My back problems may seem to exist as a result of my weight, but the truth is that there is a congenital defect in my spine. I first had back issues at the age of 12, and then they eventually went away. When they recurred with a vengeance in my 30's, I had testing which showed a little crack on an X-Ray on one of my lower vertebrae. I was told that I should lose weight, but that there was nothing I did to create this problem nor anything I could do to stop it aside from reducing my weight and increasing my fitness level to take the pressure off of my bone structure. Of course, there is a "chicken and the egg" issue at play. My back problems make it hard to lose weight or be fit, and not being fit or at a lower weight make my back issues worse.

So, here I am doing everything I can to lose weight and be stronger, including adding to and mixing up my exercise routine so that I can develop muscles in various directions, but I'm like a runner at the gate who is being held back from starting because of some invisible restraint. All of the will and motivation in the world doesn't do me any good as long as the flesh and bones are weak. It's important to keep in mind that "everything I can do" isn't the same as "everything one can do" for a particular individual. Just as I didn't know that old lady couldn't walk well enough to choose a better crossing spot or cross faster and shouldn't have judged her, people shouldn't be judging me or anyone else by simply looking at them. We don't know what circumstances are holding other people back, and we can't tell by just looking at them. Even more than not judging them, it's important to have compassion for the fact that they suffer not only because of the immediate effects (pain, slowness) of their limits, but because there are productive and enjoyable things they might want to do very badly (including but not limited to losing weight) and can't do because of them.

[Records from a data source]
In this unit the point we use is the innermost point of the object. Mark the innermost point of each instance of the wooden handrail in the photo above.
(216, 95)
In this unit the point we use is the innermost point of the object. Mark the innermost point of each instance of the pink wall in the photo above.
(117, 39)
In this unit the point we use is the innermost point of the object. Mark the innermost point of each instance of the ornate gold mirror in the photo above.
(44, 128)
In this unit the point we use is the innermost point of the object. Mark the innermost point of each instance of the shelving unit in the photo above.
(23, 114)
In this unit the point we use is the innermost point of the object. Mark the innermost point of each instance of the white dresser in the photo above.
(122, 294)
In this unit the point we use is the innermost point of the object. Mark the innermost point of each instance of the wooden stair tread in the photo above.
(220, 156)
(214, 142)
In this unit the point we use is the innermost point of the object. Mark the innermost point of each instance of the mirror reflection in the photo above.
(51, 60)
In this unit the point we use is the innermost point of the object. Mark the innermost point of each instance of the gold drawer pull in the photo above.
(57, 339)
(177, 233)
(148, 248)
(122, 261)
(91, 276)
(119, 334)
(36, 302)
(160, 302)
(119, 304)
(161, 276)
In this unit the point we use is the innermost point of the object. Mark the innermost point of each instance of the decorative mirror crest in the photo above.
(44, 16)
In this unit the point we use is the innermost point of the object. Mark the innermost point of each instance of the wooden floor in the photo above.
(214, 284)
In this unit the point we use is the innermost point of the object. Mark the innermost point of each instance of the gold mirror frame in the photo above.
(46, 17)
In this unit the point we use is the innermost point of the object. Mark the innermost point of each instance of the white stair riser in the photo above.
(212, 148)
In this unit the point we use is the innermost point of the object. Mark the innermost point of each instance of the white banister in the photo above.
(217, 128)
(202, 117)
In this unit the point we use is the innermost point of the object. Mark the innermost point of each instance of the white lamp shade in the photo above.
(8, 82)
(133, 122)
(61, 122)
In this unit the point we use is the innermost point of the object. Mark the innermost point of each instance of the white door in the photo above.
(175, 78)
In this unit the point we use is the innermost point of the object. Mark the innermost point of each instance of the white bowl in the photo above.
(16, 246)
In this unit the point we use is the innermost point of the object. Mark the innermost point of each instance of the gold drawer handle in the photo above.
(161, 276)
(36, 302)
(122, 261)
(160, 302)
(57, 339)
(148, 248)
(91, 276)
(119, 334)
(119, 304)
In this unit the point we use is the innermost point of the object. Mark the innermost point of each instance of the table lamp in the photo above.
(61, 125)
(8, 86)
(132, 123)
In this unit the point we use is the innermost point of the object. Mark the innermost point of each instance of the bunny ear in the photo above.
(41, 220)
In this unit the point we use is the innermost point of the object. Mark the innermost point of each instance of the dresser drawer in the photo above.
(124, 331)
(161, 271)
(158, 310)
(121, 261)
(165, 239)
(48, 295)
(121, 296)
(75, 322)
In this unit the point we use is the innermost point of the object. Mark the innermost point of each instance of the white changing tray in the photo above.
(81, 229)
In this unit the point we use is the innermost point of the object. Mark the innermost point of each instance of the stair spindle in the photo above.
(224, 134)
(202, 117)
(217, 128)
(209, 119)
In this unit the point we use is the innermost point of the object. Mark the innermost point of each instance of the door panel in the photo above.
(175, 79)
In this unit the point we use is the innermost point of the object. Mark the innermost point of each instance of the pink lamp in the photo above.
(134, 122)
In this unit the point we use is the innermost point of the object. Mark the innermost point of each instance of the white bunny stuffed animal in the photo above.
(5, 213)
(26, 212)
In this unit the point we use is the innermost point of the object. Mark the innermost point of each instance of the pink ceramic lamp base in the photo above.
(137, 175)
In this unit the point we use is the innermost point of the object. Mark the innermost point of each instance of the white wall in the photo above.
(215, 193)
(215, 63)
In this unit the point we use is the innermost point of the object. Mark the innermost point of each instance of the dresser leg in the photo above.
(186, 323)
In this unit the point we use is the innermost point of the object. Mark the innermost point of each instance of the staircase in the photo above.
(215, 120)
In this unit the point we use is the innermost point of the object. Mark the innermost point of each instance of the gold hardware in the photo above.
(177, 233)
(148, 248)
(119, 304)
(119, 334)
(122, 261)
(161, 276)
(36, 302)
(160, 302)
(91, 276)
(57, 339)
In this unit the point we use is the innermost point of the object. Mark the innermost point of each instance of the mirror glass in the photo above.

TASK OBJECTIVE => Transcribe part of the passage on back problems, beginning at the words "My back problems may" and stopping after the words "back issues worse.".

TASK RESULT =>
My back problems may seem to exist as a result of my weight, but the truth is that there is a congenital defect in my spine. I first had back issues at the age of 12, and then they eventually went away. When they recurred with a vengeance in my 30's, I had testing which showed a little crack on an X-Ray on one of my lower vertebrae. I was told that I should lose weight, but that there was nothing I did to create this problem nor anything I could do to stop it aside from reducing my weight and increasing my fitness level to take the pressure off of my bone structure. Of course, there is a "chicken and the egg" issue at play. My back problems make it hard to lose weight or be fit, and not being fit or at a lower weight make my back issues worse.